SOURCE EXTRACT -
• • • •

Lease Abstraction

Intelligent Document Analysis System

Lease Abstraction Interface

Introduction

I've created a privacy-first semantic search and AI analysis platform for lease documents, built with a microservices architecture using ChromaDB vector database and locally-hosted Deepseek LLM via Ollama. The application enables natural language querying across multiple lease documents while maintaining complete data privacy, enabling users to retrieve and summarize information.

Ideation & Problem

Legal professionals, property managers, and renters regularly work with lengthy lease documents, often needing to extract specific information across multiple contracts. Traditional keyword search fails to capture contextual meaning, and cloud-based AI solutions raise privacy concerns with sensitive legal documents.

The Challenge: Create an intelligent document analysis system that provides semantic understanding and AI-powered insights while ensuring all data remains local and secure.

Process

Technical Approach

  • Architecture Design - Implemented microservices architecture with three containerized services (Streamlit frontend, ChromaDB vector store, Ollama LLM server) for separation of concerns and independent scalability
  • Document Processing Pipeline - Built PDF text extraction → cleaning → sentence-based chunking (500 char max) → embedding generation using SentenceTransformer (all-MiniLM-L6-v2)
  • Semantic Search Implementation - Integrated ChromaDB with persistent storage for vector similarity search, enabling contextual queries beyond simple keyword matching
  • Local LLM Integration - Deployed Deepseek R1 7B model via Ollama for AI-powered analysis without external API dependencies
  • API Development - Created FastAPI endpoints for inter-service communication and RESTful operations
  • Containerization - Orchestrated services using Docker Compose with persistent volumes for data and model storage

Key Technical Decisions

  • ChromaDB over cloud solutions for zero-cost, privacy-preserving vector storage
  • Local LLM deployment to eliminate API costs and maintain data privacy
  • Sentence-boundary chunking to preserve semantic integrity while optimizing embedding quality
  • Microservices pattern for scalability and maintainable code organization

Design

Data Flow

  • Upload Phase: PDF → Text Extraction (pdfplumber) → Cleaning → Chunking → Embedding → ChromaDB Storage
  • Query Phase: Natural Language Query → Semantic Search → Context Retrieval → LLM Analysis → Structured Response

Queryin has two functions, one for just getting information related to the query and one to use the Deepseek LLM to take that information and garner an appropiate repsonse.

• • • •

LISTED RECORDS -
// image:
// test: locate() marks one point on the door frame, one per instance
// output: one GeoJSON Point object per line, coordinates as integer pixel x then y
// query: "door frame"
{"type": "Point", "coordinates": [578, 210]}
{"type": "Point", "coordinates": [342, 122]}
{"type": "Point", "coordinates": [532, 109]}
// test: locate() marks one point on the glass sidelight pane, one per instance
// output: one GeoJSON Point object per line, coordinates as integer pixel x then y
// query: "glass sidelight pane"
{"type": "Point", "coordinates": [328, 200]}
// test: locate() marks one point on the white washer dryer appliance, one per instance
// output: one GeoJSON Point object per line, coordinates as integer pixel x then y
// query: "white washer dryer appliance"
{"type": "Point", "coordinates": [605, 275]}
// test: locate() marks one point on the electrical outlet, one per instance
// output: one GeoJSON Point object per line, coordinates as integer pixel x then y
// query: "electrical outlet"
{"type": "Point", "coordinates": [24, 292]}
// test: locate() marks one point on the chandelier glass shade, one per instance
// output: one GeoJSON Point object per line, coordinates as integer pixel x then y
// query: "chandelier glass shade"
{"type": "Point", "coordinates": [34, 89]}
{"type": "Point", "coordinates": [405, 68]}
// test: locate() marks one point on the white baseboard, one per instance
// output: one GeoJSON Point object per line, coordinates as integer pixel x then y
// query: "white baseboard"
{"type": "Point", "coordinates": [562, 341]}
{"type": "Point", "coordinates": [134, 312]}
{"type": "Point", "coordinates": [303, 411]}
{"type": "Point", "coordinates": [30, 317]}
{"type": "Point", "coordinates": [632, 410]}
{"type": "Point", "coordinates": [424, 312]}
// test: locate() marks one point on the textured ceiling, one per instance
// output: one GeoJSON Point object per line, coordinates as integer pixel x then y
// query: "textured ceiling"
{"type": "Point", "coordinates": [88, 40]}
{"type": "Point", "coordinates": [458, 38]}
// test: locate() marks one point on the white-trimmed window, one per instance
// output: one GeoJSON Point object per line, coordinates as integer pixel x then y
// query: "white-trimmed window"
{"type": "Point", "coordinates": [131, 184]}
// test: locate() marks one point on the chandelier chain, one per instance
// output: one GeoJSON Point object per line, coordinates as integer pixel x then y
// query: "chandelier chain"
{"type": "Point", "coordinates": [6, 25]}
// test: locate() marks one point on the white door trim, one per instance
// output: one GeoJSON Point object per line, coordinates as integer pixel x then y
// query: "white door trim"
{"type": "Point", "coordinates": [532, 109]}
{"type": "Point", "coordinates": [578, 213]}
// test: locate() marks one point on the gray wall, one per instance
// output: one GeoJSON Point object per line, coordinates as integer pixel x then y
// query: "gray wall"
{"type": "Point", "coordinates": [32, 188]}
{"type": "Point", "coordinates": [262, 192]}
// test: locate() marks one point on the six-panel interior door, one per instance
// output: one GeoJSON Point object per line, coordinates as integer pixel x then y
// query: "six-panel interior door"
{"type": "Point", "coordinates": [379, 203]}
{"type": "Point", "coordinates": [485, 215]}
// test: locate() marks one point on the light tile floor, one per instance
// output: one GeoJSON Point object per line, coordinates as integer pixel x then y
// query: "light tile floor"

• • • •

REQUIREMENT 1 -
Rewrite the lease abstraction write-up from "Lease Abstraction Interface" up to and including "sensitive legal documents.", replacing "lease documents" with "rental agreements".
REQUIREMENT 2 -
According to the lease abstraction write-up, what is the maximum size of each chunk in the sentence-based chunking step?
REQUIREMENT 3 -
Extend the lease abstraction write-up, beginning right after its final sentence.

TASK RESPONSE 1 -
Lease Abstraction Interface

Introduction

I've created a privacy-first semantic search and AI analysis platform for rental agreements, built with a microservices architecture using ChromaDB vector database and locally-hosted Deepseek LLM via Ollama. The application enables natural language querying across multiple rental agreements while maintaining complete data privacy, enabling users to retrieve and summarize information.

Ideation & Problem

Legal professionals, property managers, and renters regularly work with lengthy rental agreements, often needing to extract specific information across multiple contracts. Traditional keyword search fails to capture contextual meaning, and cloud-based AI solutions raise privacy concerns with sensitive legal documents.

TASK RESPONSE 2 -
500 characters

TASK RESPONSE 3 -
Simple Query that fetches information:

Lease Abstraction Interface

Deepseek LLM Response:

Lease Abstraction Analysis

Technology Stack

  • Frontend: Streamlit
  • Backend: FastAPI
  • Vector DB: ChromaDB with SentenceTransformer embeddings
  • AI/ML: Ollama + Deepseek R1 7B, SentenceTransformer (all-MiniLM-L6-v2)
  • Infrastructure: Docker
  • Text Processing: pdfplumber

Final Product

The final application allows users to look deeper into their leases without having to read the whole document. Users begin by uploading multiple PDF lease documents through an intuitive web interface, where the system automatically processes and indexes the content. Once uploaded, they can perform semantic searches using natural language queries like "What are the maintenance responsibilities?" and receive AI-powered detailed analysis with precise source document references. The system supports both broad queries across entire document collections and targeted searches within specific leases, providing flexibility for different use cases.

The architecture achieves 100% local processing, ensuring complete data privacy without ever sending sensitive legal documents to external servers. By deploying the Deepseek LLM locally through Ollama, the system eliminates ongoing API costs while maintaining full data privacy. Persistent storage keeps document embeddings available across sessions, so users never need to re-upload or re-process their documents.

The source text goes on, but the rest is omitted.